§ **PROBLEM TO SOLVE**
Which lines run from the line containing "box: [1, 68, 311, 596]" through the end of the records below? Reproduce them exactly, and nothing else.

Segment Start: DATA EXTRACTS

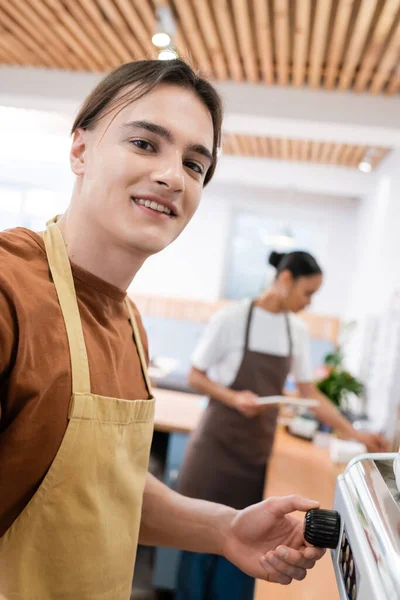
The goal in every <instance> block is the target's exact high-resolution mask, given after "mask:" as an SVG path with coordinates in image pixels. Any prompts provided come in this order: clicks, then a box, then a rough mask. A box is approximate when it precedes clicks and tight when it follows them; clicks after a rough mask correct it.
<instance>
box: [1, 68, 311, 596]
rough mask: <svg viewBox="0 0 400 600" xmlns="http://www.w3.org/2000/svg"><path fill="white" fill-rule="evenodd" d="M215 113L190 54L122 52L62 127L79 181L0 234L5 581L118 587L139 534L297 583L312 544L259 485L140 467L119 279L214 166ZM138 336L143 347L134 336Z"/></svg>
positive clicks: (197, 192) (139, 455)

Segment End: DATA EXTRACTS

§ **TASK OUTPUT**
box: [1, 68, 311, 596]
rough mask: <svg viewBox="0 0 400 600" xmlns="http://www.w3.org/2000/svg"><path fill="white" fill-rule="evenodd" d="M215 113L190 54L122 52L62 127L79 181L0 234L5 581L118 587L139 534L297 583L312 544L259 485L140 467L119 279L214 166ZM138 336L143 347L134 336Z"/></svg>
positive clicks: (197, 192) (139, 455)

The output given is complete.